_TASK:_ Search the data for "white". Each line containing it is to be copied.

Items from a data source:

= Beginning of Section =

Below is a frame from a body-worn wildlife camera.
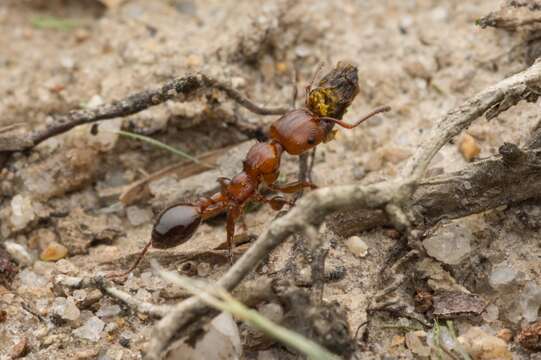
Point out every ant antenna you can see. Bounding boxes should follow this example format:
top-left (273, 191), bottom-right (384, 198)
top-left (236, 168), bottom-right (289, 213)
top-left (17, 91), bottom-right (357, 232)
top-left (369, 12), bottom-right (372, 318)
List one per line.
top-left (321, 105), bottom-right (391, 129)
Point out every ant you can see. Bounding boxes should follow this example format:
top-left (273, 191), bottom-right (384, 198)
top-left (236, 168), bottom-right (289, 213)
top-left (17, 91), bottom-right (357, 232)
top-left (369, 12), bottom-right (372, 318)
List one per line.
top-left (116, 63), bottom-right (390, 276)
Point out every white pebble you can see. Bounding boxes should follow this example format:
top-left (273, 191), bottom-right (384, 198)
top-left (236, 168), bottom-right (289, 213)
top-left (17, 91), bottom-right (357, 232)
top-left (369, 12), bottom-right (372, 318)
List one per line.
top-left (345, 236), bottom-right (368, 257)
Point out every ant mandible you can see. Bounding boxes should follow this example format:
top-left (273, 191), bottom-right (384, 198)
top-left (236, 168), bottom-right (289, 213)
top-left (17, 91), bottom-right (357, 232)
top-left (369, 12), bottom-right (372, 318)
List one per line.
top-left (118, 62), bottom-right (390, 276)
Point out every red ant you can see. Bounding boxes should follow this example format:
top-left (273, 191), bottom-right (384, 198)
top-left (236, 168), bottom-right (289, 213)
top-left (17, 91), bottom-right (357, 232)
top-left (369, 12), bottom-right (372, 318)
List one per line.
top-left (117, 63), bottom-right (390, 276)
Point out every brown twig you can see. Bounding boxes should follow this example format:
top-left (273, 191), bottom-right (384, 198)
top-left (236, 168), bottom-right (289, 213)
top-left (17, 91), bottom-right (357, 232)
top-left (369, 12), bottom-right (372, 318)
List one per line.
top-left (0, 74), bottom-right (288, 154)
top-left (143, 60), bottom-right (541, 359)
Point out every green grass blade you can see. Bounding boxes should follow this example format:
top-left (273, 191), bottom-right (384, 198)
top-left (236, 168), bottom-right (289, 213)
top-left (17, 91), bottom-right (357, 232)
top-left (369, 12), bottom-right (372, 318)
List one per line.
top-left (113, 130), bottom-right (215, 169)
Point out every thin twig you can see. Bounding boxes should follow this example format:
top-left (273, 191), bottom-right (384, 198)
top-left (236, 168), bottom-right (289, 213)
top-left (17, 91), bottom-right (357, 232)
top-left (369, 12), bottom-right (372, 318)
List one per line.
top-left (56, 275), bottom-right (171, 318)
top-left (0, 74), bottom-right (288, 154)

= End of Section =
= Beginning of Section =

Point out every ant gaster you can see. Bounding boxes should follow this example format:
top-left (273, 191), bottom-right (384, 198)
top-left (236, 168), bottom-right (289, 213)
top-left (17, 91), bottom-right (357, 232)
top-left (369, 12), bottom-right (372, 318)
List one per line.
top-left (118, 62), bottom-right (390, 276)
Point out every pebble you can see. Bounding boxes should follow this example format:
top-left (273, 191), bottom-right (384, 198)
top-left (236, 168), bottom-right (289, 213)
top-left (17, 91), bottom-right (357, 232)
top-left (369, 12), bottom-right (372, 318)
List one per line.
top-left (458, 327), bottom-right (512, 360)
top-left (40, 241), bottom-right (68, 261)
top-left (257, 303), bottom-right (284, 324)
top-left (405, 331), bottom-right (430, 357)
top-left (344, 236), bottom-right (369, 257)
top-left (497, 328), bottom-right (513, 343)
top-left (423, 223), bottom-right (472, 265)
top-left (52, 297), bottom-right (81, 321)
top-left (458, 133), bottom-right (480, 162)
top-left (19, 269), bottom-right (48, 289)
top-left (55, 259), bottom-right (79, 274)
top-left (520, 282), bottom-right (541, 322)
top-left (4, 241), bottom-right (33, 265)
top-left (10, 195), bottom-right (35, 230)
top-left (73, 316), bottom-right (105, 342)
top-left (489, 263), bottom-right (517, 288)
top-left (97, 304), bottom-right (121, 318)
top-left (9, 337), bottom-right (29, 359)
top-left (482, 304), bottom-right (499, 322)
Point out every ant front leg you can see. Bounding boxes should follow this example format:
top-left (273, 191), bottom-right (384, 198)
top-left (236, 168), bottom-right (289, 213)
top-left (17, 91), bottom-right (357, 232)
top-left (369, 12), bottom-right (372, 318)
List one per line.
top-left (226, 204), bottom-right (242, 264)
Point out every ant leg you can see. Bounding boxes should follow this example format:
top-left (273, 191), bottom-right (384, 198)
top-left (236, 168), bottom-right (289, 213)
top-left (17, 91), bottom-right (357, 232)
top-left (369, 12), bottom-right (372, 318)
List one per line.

= End of Section =
= Beginning of Section =

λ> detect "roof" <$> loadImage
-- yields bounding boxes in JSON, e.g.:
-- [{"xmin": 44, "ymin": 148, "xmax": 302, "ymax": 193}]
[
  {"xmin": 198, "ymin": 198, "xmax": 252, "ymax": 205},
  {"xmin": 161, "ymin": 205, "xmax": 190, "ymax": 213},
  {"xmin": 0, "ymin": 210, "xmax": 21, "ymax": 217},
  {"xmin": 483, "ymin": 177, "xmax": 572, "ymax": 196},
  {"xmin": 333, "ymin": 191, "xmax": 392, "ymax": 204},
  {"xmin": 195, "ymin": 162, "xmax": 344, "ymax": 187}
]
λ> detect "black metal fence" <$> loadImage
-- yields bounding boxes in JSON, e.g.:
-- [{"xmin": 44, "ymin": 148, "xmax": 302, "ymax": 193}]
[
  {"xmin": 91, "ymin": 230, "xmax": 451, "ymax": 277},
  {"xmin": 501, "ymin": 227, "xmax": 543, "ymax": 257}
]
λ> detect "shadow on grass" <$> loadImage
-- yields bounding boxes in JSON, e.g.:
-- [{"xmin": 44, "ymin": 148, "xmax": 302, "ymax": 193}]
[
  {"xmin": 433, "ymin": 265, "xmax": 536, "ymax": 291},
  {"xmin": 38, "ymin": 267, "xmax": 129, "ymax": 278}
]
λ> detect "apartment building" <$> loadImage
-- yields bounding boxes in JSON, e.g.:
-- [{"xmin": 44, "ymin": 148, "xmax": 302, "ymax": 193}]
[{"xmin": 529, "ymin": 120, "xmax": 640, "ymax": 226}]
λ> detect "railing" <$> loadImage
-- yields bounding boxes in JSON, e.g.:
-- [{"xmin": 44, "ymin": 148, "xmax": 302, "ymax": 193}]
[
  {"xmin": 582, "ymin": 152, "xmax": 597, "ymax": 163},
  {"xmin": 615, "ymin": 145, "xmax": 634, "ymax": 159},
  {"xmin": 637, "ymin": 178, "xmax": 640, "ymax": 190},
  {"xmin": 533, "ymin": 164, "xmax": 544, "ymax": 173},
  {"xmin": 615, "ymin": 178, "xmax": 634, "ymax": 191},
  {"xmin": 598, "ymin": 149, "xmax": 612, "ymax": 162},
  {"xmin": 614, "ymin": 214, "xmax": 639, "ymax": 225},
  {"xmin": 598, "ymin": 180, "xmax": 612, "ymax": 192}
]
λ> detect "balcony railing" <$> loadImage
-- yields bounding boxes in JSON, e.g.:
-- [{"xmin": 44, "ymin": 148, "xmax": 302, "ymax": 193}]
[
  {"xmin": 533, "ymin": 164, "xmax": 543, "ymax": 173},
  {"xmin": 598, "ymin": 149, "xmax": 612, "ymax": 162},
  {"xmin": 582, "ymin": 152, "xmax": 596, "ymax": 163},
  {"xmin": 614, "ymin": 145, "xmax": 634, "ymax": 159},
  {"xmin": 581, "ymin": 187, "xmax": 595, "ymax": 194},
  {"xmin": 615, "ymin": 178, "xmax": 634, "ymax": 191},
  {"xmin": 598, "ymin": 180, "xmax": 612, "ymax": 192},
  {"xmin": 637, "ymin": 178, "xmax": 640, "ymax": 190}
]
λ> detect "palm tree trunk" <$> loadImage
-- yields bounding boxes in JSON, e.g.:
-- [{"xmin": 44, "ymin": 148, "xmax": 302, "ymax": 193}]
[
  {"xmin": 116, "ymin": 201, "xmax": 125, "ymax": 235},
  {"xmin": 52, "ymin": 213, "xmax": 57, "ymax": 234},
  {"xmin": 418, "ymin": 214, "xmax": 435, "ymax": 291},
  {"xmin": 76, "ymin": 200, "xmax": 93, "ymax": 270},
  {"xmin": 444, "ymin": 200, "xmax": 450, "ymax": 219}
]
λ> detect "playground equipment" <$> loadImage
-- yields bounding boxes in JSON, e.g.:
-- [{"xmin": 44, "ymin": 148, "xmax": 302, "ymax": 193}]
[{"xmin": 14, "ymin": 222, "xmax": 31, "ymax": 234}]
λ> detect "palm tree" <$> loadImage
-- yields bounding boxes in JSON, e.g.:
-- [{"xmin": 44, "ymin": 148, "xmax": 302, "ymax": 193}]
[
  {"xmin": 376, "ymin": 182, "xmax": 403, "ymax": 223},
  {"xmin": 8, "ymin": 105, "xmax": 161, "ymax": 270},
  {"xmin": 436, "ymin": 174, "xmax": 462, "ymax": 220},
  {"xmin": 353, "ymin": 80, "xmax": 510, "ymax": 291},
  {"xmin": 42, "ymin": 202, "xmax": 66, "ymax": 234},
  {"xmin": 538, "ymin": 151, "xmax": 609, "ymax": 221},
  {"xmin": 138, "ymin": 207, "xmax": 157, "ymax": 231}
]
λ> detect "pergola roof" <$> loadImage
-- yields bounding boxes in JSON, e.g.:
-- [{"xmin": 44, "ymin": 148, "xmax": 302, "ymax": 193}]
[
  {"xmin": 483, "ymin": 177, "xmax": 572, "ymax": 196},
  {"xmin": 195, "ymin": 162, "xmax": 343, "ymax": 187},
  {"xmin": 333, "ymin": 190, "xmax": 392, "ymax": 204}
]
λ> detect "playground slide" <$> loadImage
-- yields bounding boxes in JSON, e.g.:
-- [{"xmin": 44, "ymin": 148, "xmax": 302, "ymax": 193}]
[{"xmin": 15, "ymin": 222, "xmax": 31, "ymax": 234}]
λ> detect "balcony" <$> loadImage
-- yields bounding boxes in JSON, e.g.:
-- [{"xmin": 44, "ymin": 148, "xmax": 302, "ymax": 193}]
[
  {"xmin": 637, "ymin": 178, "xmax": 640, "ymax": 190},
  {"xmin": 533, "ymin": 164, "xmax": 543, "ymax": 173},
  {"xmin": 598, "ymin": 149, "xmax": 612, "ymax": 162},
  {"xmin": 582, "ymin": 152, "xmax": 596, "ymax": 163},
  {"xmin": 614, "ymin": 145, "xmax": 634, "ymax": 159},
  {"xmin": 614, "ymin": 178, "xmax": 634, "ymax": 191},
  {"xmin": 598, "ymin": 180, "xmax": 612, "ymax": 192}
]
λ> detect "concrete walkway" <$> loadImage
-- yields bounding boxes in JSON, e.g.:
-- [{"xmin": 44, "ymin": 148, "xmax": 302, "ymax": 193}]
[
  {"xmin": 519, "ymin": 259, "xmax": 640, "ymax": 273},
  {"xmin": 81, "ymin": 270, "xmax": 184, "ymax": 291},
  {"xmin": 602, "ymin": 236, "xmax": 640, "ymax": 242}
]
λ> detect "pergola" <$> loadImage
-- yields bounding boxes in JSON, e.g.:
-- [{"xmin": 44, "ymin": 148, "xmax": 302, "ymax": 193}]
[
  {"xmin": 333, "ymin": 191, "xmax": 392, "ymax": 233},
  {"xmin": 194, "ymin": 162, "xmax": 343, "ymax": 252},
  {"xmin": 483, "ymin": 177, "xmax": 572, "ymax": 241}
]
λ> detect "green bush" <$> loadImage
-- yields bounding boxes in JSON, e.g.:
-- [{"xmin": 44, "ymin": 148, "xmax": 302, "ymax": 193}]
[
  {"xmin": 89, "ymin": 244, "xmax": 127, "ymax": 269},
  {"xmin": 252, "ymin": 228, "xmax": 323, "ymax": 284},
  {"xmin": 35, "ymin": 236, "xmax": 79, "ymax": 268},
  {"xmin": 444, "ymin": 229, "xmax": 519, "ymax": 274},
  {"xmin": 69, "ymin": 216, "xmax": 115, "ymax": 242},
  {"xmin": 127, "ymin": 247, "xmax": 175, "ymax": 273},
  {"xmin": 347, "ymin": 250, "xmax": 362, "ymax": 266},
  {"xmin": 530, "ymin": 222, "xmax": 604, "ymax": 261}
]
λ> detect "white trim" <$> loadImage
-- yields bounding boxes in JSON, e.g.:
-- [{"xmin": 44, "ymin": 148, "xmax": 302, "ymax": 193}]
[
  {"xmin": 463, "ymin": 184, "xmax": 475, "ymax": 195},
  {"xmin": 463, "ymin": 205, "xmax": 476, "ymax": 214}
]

= End of Section =

_TASK ANSWER:_
Point out every white pebble you can see. Bounding boxes should follow this example format:
λ> detect "white trim" <$> loadImage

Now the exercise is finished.